====== EXCERPTED TEXT

After I donned Prenuvo scrubs, a bearded technician named Zach led me to a large room that housed the MRI machine. It looked like a giant white doughnut.

“Seems like it’s been busy,” I said nervously.

“After Kim Kardashian posted on Instagram, we got, like, a hundred thousand more followers in a week,” Zach said. “It was nuts.”

Zach eased me onto a padded table. He lowered a shield over my chest and covered my head with a helmet. For a moment, panic and claustrophobia swelled within me. I was about to spend an hour like this.

“Try some deep breaths,” Zach said soothingly. Then he placed headphones over my ears and a mirror in front of my eyes, so that I could watch a television behind me. As the table rolled into the scanner, Taylor Swift started playing. I’d finally made it to my concert.

Most of the people I spoke with for this story told me that they were happy they got a preventive MRI. Some expressed a sense of relief in discovering that a nagging pain wasn’t anything serious. A young woman who received an ambiguous finding, which later turned out to be benign, told me, “It was absolutely worth knowing about. The scan gave me a sense of control.” Almost everyone said that they’d recommend the scan to others. “The medical profession is all about fixing what’s broken,” one man said. “This made me feel I could actually get ahead of potential problems.” This is a select group—early adopters with disposable income and access to plenty of doctors. But their conviction suggests that, in a stochastic world, medical information fosters a feeling of agency.

Whether this sense of control is justified is ultimately an empirical question, and one that full-body MRI companies seem only selectively interested in engaging with. Prenuvo was happy to share with me that it had made half a million clinical findings, but it offered few specifics about what these findings were. (Things like mild arthritis presumably count, and the total includes conditions that patients already knew about.) The company claims that around five per cent of people had been alerted to “potentially lifesaving” findings. Prenuvo wouldn’t tell me what proportion of people received incidental findings, or even how many individuals it had scanned. This makes it impossible to do the math when Lacy argues, as he often does, that if everyone in America got a full-body MRI every two years—at a total cost of fifty or sixty billion dollars—the scans would pay for themselves, “because everything is caught early.” Claims like these have a bada-bing, bada-boom quality to them, more reflective of Silicon Valley pitch decks than lived experience.

============

> **WORK TO COMPLETE**:
(1) Translate this sentence from the full-body MRI passage into Spanish: "It looked like a giant white doughnut."
(2) In the full-body MRI passage, what items does Zach place over or in front of the narrator before the scan?
(3) Carry on the full-body MRI passage beyond its final sentence.

====== DATASET CONTENT

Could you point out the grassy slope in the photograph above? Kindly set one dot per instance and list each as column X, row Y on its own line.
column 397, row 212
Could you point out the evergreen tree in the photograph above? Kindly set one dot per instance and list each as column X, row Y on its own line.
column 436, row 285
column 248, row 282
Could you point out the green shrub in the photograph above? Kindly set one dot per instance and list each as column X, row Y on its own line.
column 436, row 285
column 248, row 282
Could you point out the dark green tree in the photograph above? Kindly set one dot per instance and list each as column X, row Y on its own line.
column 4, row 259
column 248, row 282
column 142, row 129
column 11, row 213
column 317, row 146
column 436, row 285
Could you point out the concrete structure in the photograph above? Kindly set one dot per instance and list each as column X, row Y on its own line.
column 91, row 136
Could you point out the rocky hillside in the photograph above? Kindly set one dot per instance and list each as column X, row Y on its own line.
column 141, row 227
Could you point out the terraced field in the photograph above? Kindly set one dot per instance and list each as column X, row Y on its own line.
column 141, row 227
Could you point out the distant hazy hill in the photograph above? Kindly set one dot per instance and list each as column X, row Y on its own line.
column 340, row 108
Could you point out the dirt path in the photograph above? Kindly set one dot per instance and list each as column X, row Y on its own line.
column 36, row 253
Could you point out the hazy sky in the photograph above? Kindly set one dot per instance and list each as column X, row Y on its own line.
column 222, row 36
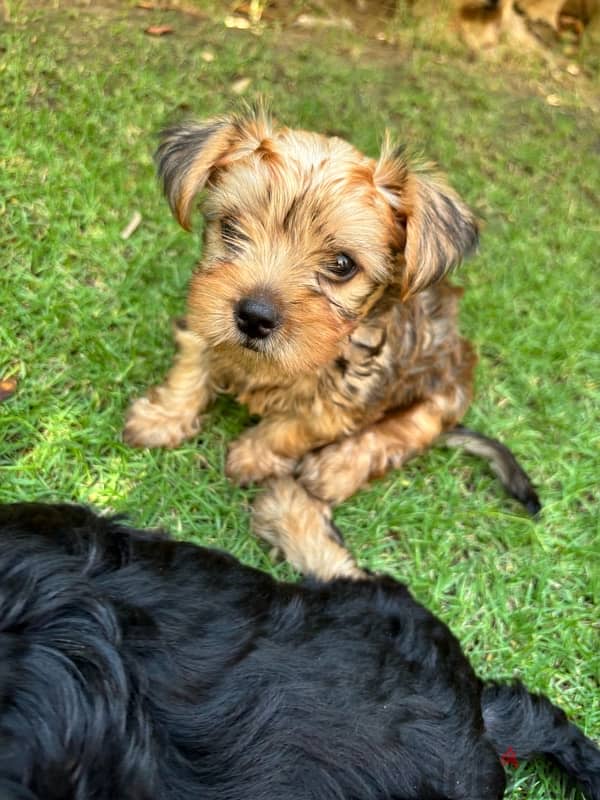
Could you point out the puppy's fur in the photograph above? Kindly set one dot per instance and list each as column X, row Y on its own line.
column 320, row 303
column 132, row 666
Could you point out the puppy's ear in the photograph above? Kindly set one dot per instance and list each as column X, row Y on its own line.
column 190, row 153
column 439, row 229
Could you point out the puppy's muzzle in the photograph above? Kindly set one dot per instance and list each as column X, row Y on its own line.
column 256, row 317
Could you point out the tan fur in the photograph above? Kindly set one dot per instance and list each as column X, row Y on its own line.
column 370, row 369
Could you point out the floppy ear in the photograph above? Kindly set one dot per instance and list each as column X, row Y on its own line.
column 191, row 152
column 440, row 230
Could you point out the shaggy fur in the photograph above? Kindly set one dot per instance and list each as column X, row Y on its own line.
column 133, row 667
column 320, row 303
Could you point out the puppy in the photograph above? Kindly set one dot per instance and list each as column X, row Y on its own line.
column 321, row 304
column 133, row 666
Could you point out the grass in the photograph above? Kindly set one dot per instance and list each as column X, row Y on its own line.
column 85, row 316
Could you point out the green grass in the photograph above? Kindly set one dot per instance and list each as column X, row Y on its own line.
column 85, row 317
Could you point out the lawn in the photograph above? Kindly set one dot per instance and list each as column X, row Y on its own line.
column 85, row 315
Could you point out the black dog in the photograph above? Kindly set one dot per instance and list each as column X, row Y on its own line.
column 133, row 667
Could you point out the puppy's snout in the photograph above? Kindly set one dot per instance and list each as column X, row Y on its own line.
column 256, row 317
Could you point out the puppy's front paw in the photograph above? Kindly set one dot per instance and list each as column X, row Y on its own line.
column 337, row 471
column 250, row 461
column 151, row 424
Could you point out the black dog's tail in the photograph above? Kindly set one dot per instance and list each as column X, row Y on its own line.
column 521, row 724
column 512, row 475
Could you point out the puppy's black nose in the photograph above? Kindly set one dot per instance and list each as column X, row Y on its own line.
column 257, row 317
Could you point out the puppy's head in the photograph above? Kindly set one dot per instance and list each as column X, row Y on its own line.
column 303, row 235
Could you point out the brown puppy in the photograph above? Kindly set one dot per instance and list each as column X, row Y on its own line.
column 320, row 303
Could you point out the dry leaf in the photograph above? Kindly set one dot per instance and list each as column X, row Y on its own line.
column 240, row 86
column 8, row 387
column 132, row 225
column 542, row 11
column 310, row 21
column 158, row 30
column 241, row 23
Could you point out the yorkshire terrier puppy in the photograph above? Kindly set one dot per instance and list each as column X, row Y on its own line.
column 321, row 304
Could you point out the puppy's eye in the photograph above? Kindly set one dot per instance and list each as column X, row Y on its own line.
column 229, row 231
column 343, row 268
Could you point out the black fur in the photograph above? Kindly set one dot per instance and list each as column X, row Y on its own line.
column 134, row 667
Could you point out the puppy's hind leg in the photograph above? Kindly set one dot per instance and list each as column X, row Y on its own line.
column 286, row 516
column 169, row 413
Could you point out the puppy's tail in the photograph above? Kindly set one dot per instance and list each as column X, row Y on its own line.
column 521, row 724
column 502, row 462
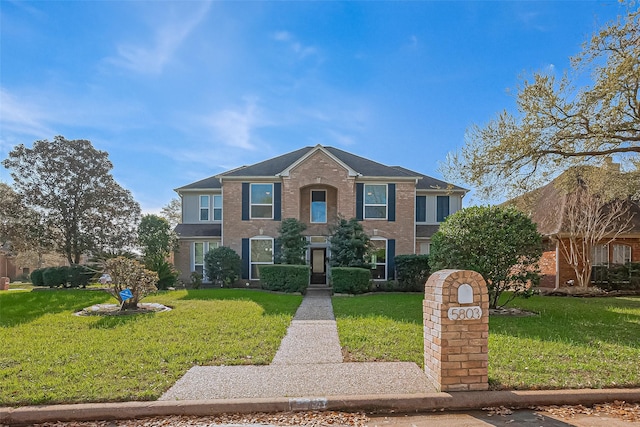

============

> **ANSWERS BY ITEM**:
(1) Parecía una enorme dona blanca.

(2)
- a shield (over the chest)
- a helmet (over the head)
- headphones (over the ears)
- a mirror (in front of the eyes)

(3)
At the same time, it’s hard not to feel that our current system needs to change. Half a century after the U.S. declared war on cancer, the disease remains the nation’s second leading killer, and many malignancies are diagnosed after they’ve spread. It’s easy to understand why patients would be frustrated with a medical system that only screens for a handful of cancers, and simply waits for most others to emerge. “This debate pops up from time to time, and it’s now playing out along disappointingly familiar lines,” Daniel Sodickson, Ezra’s chief scientist and a radiology professor at N.Y.U. Langone, told me. “Tech enthusiasts: positive. Medical professionals: skeptical. I think the medical community, in response to some earlier failures, has developed a kind of allergy to the idea of proactive imaging.” Sodickson acknowledged that false positives are a problem, but argued that if patients get scanned often enough, artificial intelligence could separate the red flags from the red herrings. “If you see something and it’s largely unchanged from a prior scan, you can effectively rule it out as an item of concern,” he said. “We don’t want to scan more because we’re afraid of false positives—but, actually, scanning more is the best way to deal with false positives!”

Jha, the University of Pennsylvania radiologist, told me that serial scans would be more profitable for Prenuvo than for patients. You sometimes need many scans over many years to spot the difference between benign and life-threatening lesions. He worried about an overdiagnosis epidemic, like the one in South Korea. “It’s extremely hard to say to someone that you personally were overdiagnosed,” Jha told me. “Overdiagnosis emerges when you look at a population. Everyone individually can feel that their cancer was caught and treated appropriately—even though we know, statistically, that this isn’t true.”

When I asked Lacy about the psychological toll of ambiguous findings, he said that ninety-nine per cent of patients that Prenuvo surveyed reported a positive experience. “We will know we’ve succeeded when getting diagnosed with something is not anxiety-inducing,” he argued. “It’s affirming, it’s empowering, because you now have more options available for treatment.”

About a week after my MRI, Prenuvo called to say that the results of my scan would arrive soon. I scheduled a consultation with one of the company’s nurse practitioners. Usually, a report is sent in advance of the appointment; as my consultation approached without any sign of one, I started to worry. Then the nurse called. “Sometimes they don’t release it ahead of time, because it’s better if we go over things together,” she said. This did not reassure me.

There were no visible problems in my lungs, liver, pancreas, or brain, the nurse said. My sinuses were a little swollen, probably from allergies. There was, however, a solitary spot on my prostate. Lesions are graded on a scale from one to five, she explained, based on their likelihood of being cancerous. “Your score is a three, smack dab in the middle,” she said.

The nurse observed that if the lesion proved dangerous, there was always the option of “just scooping it out,” as though it were an errant raisin that had fallen into some ice cream. She encouraged me to talk to my primary-care doctor and a urologist. They’d probably order some tests, she said, and maybe a biopsy. My cascade of care had begun.

After we hung up, I sat at my desk, processing. A three? I thought of an episode of “Seinfeld,” in which George visits a doctor for a growth on his lip. “When I asked him if it was cancer, he didn’t give me a ‘get outta here,’ ” George tells Jerry indignantly. “That’s what I wanted to hear.”

Doctors have a word for accidental findings that produce more questions than answers: incidentaloma. I knew that I probably didn’t have prostate cancer, and that most prostate cancers don’t prove deadly. But I also knew that, because it is so common, it ranks as the second leading cause of death from cancer among men.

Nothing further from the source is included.